Return the entries below in full. Keep every word as it is.

Start of Block

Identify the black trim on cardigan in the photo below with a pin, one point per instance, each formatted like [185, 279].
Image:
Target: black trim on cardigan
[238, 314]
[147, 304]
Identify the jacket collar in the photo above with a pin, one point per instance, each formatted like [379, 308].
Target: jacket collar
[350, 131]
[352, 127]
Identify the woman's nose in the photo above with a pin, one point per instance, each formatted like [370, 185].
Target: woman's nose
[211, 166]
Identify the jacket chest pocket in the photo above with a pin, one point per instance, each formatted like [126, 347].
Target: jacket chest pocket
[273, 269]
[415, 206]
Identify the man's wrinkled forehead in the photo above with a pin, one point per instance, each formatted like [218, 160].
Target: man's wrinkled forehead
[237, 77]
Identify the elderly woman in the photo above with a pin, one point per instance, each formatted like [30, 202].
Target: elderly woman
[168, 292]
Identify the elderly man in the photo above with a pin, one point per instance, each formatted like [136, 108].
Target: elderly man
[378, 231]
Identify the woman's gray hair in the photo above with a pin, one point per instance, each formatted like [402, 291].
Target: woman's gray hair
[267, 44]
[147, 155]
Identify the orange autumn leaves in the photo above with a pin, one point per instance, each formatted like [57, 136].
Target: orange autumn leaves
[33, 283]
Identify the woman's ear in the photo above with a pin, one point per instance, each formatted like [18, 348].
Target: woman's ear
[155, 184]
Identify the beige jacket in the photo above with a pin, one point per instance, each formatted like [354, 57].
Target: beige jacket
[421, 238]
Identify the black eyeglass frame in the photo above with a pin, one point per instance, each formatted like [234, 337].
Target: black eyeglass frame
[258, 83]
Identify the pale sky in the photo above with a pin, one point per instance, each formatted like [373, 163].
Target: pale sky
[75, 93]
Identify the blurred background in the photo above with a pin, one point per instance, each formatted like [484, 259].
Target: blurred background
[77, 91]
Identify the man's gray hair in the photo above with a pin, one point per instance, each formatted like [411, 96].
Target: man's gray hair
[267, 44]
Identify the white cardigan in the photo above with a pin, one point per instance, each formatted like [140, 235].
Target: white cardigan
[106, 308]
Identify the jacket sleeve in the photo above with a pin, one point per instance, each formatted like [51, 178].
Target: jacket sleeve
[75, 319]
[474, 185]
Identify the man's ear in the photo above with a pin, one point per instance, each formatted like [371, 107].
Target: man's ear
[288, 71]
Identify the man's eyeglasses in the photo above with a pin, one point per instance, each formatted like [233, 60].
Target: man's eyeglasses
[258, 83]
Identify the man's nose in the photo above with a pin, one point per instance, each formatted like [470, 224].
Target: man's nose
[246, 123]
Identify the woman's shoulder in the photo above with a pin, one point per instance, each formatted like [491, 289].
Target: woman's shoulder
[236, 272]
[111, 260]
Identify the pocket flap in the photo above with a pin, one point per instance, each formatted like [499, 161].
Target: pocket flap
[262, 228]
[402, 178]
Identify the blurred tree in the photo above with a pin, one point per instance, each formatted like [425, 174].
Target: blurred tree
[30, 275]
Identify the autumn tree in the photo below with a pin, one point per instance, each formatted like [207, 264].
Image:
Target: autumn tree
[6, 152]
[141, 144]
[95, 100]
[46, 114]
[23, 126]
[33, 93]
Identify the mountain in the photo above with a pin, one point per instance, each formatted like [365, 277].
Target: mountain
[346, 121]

End of Block

Output:
Identify the black trim on cardigan in the photo below with a pin, one point per instance, each formatted like [185, 279].
Image:
Target: black trim on cardigan
[238, 314]
[147, 304]
Identify the jacket collar in the photo above with a pin, one point per instance, each formatted like [379, 308].
Target: jacket collar
[350, 131]
[352, 127]
Identify the woman's nose in the photo above with a pin, one point per instance, each formatted like [370, 185].
Target: woman's nose
[211, 166]
Identify the jacket chest pocket in the photo above with a pin, one point per instance, each formatted like [126, 347].
Target: jacket chest pocket
[273, 269]
[415, 206]
Identify the man's wrinkled forehead in the photo above with a pin, one point per instance, each formatted like [218, 160].
Target: man's wrinkled forehead
[237, 77]
Identify the elderly woman in the photo above with a pin, one point per instance, each formatted like [30, 202].
Target: elderly woman
[168, 292]
Identify the elderly man in the photo above with a pin, one point per instance, each formatted like [136, 108].
Target: elderly man
[378, 231]
Identify the woman's gray hair in the photo above with a pin, one point per instance, each formatted like [402, 291].
Target: woman's gray hair
[267, 44]
[147, 155]
Identify the orange autumn leaves in the photo above with a pin, one point per instance, each formatted like [57, 136].
Target: orange autumn leaves
[33, 283]
Identify the woman's ear in the photo above with a pin, one point per instance, each formatted like [18, 348].
Target: woman's ear
[155, 184]
Identify the beige jacket in the photo above with a pin, one point per instance, each formatted like [354, 57].
Target: beige jacket
[421, 238]
Identify the black eyeglass frame in the photo above with a pin, one point per instance, each formatted like [234, 337].
Target: black eyeglass frame
[258, 83]
Identify the pale sky in the photo above with a pin, one point per instance, each formatted like [373, 163].
Target: pale sky
[75, 93]
Identify the blurred background in the photo above with a pin, one point per instance, each formatted like [484, 259].
Target: blurred background
[77, 91]
Identify the man's gray hair in the photo above with a pin, one point per instance, each formatted like [411, 96].
Target: man's gray hair
[267, 44]
Identify the white cardigan in the photo above with a pin, one point per instance, each formatted like [140, 235].
Target: white cardigan
[106, 308]
Identify the jacket sleeve in the photo above with a pin, one point per instance, each formatted like [51, 178].
Target: jacket sleeve
[75, 319]
[474, 185]
Identify the man's ear in the photo above with a pin, one point per instance, each formatted like [371, 107].
Target: man's ear
[288, 71]
Identify the man's eyeglasses in the photo above with a pin, one point per instance, each formatted like [233, 60].
Target: man's eyeglasses
[258, 83]
Identify the man's nose in the photo above with a pin, one point per instance, each formatted like [470, 224].
Target: man's nose
[246, 123]
Identify the woman's shoulder in the photo above with a pin, one point per instance, each formatted like [491, 289].
Target: woman's shoulder
[236, 272]
[111, 260]
Identify the pocket flap in the photo above with a pin, one point per instance, each formatted like [499, 161].
Target: pocket flap
[262, 228]
[402, 178]
Identify the blurred tree in the photo above with a pin, one point per instance, each formatted like [425, 174].
Target: blurred tree
[30, 275]
Identify the autumn tree in the photo below with a pin, one point per instance, each formatted like [207, 264].
Image:
Target: autumn tree
[6, 152]
[141, 144]
[95, 100]
[46, 114]
[23, 126]
[33, 93]
Identify the mountain in the photo above with a pin, one point per instance, each formatted like [365, 277].
Target: mountain
[346, 121]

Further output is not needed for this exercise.